> **読解用抜粋**:

________________________

いえいえ、私の話がこの場合「“天才”というのも存在するのではないか」という限りなく絵空事に近い仮定に立脚しておりますので。
ただ、「順境にふやけず逆境に挫けずただひたすらに己を磨く事が出切る」所まで私は“センス”の範疇に勘定しております。
> また、「銀英伝」が最盛期のころならばともかく、いま現在田中氏が新人作家にとって希望の星ということはないと思いますが。
> 宮部みゆきさんを見習えとは言われるでしょうが。
> 「ああはなるな」
> 実際、そう注意されたことはあります。
すみません、私の時系列の判断が少々大雑把に過ぎました。
5~8年ほど前の「銀英伝」人気が盛り上がり「アルスラーン戦記」もまだまだ第一部完で第二部に希望が抱けていた頃、雨後の筍の如くに田中氏の亜流やモドキを良く見かけた物で。
> ただ、ナルシストで不平屋では小説を書くのがつらいことでしょう。
いや、書くだけは楽しいのではないでしょうか。
神様として自意識を満たせる訳ですから。
ただ、駆け出しさんの言われる通りそうした手合いが「人に認めさせて世に送り出す」のは至難かつ業苦でしょうが。
いや旧知にそうした者がおりまして、誼という事で堪忍袋の尾が切れるまで愚痴と八つ当りの標的を引き受けていた過去なぞあるものですから。
余談ですが、そんな彼も今や作家センセイです。
正直「いつまで持つやら」という気分ですが。
> ありがとうございます。うれしいです。編集者はこんなこと言ってくれないものですから。
> 「やめたければ、いつでもやめていいよ」
> ですからね。
厳しいですね。
どうか挫けず「先生、お願いいたします」と言わせてやって下さい。
その時は是非「どぉーれ」と掛け声を一つ、などと言うと「それは火縄銃以下という事ですか」とツッコまれそうですが(「七人の侍」ネタです、すみません)。
> はい。そのときにはメールでお知らせいたします。よろしくおねがいいたします。
いや、本当に楽しみにしておりますのでこちらこそ宜しくお願いいたします。
S.Kさんへ
>いえいえ、私の話がこの場合「“天才”というのも存在するのではないか」という限りなく絵空事に近い仮定に立脚しておりますので。
いえ、そのお考え、けっして絵空事ではないです。
事実、小説界において天才といわれるかたはいます。
一例を挙げますと、京極夏彦さん。または、1998年に「日蝕」で芥川賞を受賞した平野啓一郎さん。
彼らは若年であり、人生経験の不足を天与の才能でおぎなっている希有な作家だと思います。
芥川賞作家―つまりは、純文学の世界には、天才と呼ばれ、その名に恥じないかたが多いですね。
ですが、大衆小説においては、天才は活躍しにくいようです。皆無といってもいいとおもいます。
山本周五郎、海音寺潮五郎、吉川英治、柴田錬三郎、松本清張、司馬遼太郎、藤沢周平、陳瞬臣、宮城谷正光、北方謙三、浅田次郎等々。天才ではなく、努力と自己錬磨によって第一級の作家となったかたがたです。
飛ぶ鳥落とす勢いの宮部みゆきさんも、とあるインタビューのなかで「すらすら書けるときなんて一年に二日もない」というようなことをおっしゃってました。正襟危座のおもいがいたしました。

________________________

> **提供データ**:
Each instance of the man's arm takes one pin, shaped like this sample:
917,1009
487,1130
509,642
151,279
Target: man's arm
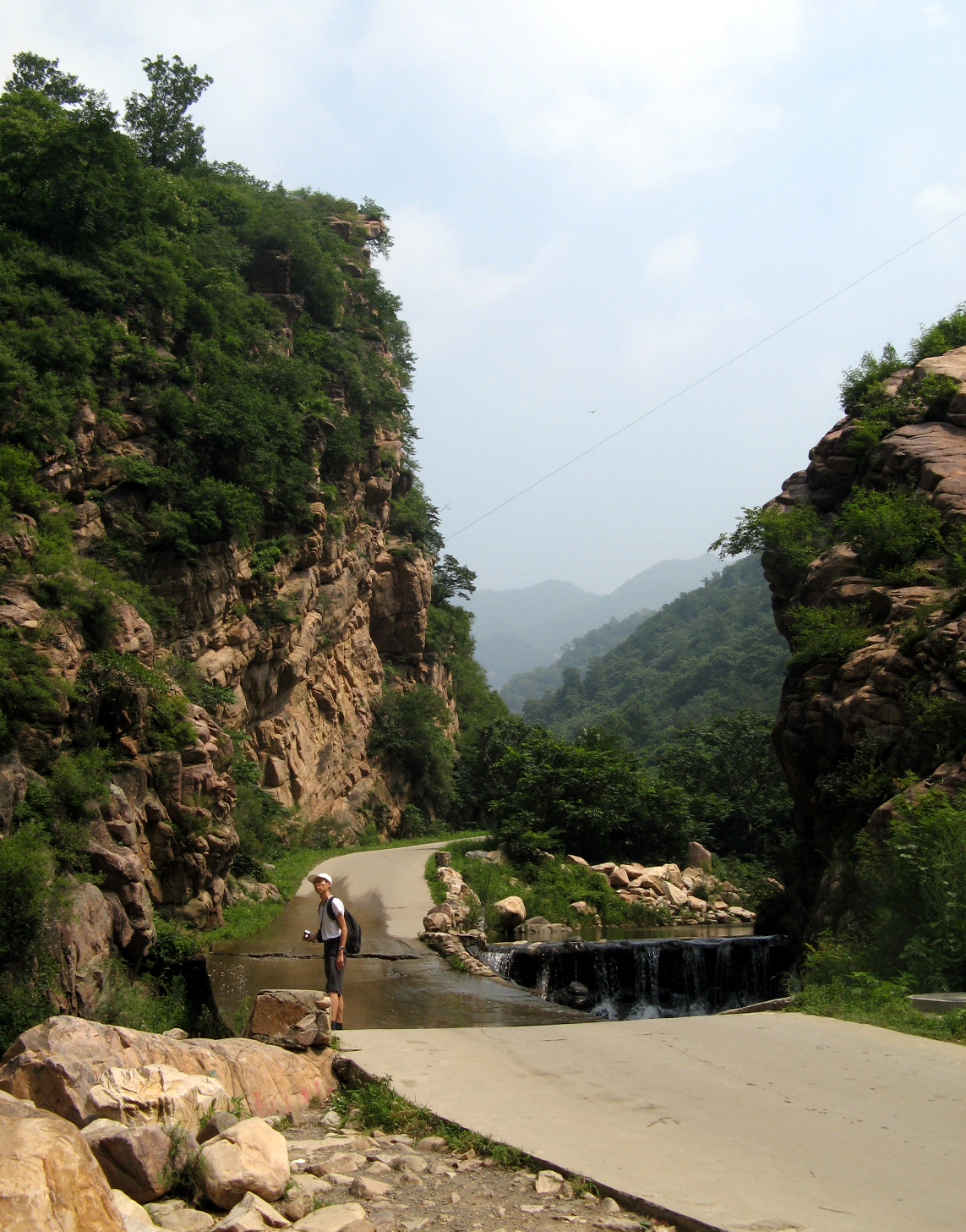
343,938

________________________

> **課題と演習**:
[A] 作家の才能をめぐる文章について、次の問いに答えよ。
(i) 1998年に「日蝕」で芥川賞を受賞したのは誰か。
(ii) 宮部みゆきさんはインタビューで、すらすら書けるときは一年に何日もないと述べたか。
(iii) 編集者から言われたとして引用されている言葉は何か。
[B] 作家の才能をめぐる文章の続きを、最後の文の後から書け。
提供データの各行は、この課題では使わない。

> **設問別解答**:
[A]
(i) 平野啓一郎さん
(ii) 二日
(iii) 「やめたければ、いつでもやめていいよ」

[B]
>5~8年ほど前の「銀英伝」人気が盛り上がり「アルスラーン戦記」もまだまだ第一部完で第二部に希望が抱けていた頃、雨後の筍の如くに田中氏の亜流やモドキを良く見かけた物で。
恥をさらすようですが、私もその亜流のひとりでした。私の場合、幸いにも、その後すぐれた指導者にめぐりあい、模倣者でしかなかった自らの不明を悟ることができましたが。
>いや旧知にそうした者がおりまして、誼という事で堪忍袋の尾が切れるまで愚痴と八つ当りの標的を引き受けていた過去なぞあるものですから。
私もまわりの人に少なからず迷惑をかけています。慚愧にたえません。
>余談ですが、そんな彼も今や作家センセイです。正直「いつまで持つやら」という気分ですが。
同道の者としては、そのかたのご活躍を、やはり、祈らないではいられません。
> 厳しいですね。どうか挫けず「先生、お願いいたします」と言わせてやって下さい。
ありがとうございます。実はそれを夢見ております。くだらないことかもしれませんが、自分を支え、原稿用紙に向かわせてくれるならば、金銭欲でも、名誉欲でもなんでもよいと開き直ってります。
優馬さんへ。
>筒井康隆や小松左京はどうなのでしょう?
おふたかたともSF小説界の重鎮ですね。
しかし、人間というものを描いてこなかった――つまり、SF小説を一部の好事家から大衆へと開放しなかったという点では、清張さんが推理小説に果たした功績とは比ぶるべくもないと思います。
> 作家の個人的業績の影響ももちろんあると思うのですが、それよりも日本では娯楽たるエンターテインメントと芸術たる文学表現の業界が分離していないことが問題じゃないのでしょうか。
出版社内部では明確に分かれているのですが。
たとえば講談社ですと、純文学は第一編集部(だったとおもいますが)、推理や時代、歴史は第三編集部といった具合です。編集部間の対抗意識もかなり高いようです。
>「ブンガク」の価値観で差別されるエンターテインメントが可哀想です。
おっしゃるとおりです。
ただ、名作といわれるものの中には、そういった柵を飛び越してしまっているものも少なくないと思います。
マンガの原作となった吉川英治さんの「宮本武蔵」
あれは、大衆小説であると同時に、一級の文学作品でもあります。
「芥川龍之介がいま生きていたら、まちがいなく直木賞作家だ」
ある作家の言葉です。まさに名言ではないでしょうか。
つまるところ、小説というものは、人間が書き、人間が読むものでして、そこには人間が描かれていなければ、何の意味もないと思います。
純文学だろうと、推理小説だろうと、歴史小説だろうと、はたまたジュブナイルだろうと、人間の生きる姿を描写することこそが作家の務め。言葉をつくして人物を説明することではありません。しかし、この描写と説明のちがいのわからない作家のなんと多いことか。
以上は私の担当の受け売りです。失礼しました。
> 駆け出しさんのプロ根性に、拍手!です。
ありがとうございます。いまのところ、根性だけで実がともなっておりませんが。
> ところで、駆け出しさんの作品は芸術系ですか娯楽系ですか?
> 単なる好奇心ですけど・・・。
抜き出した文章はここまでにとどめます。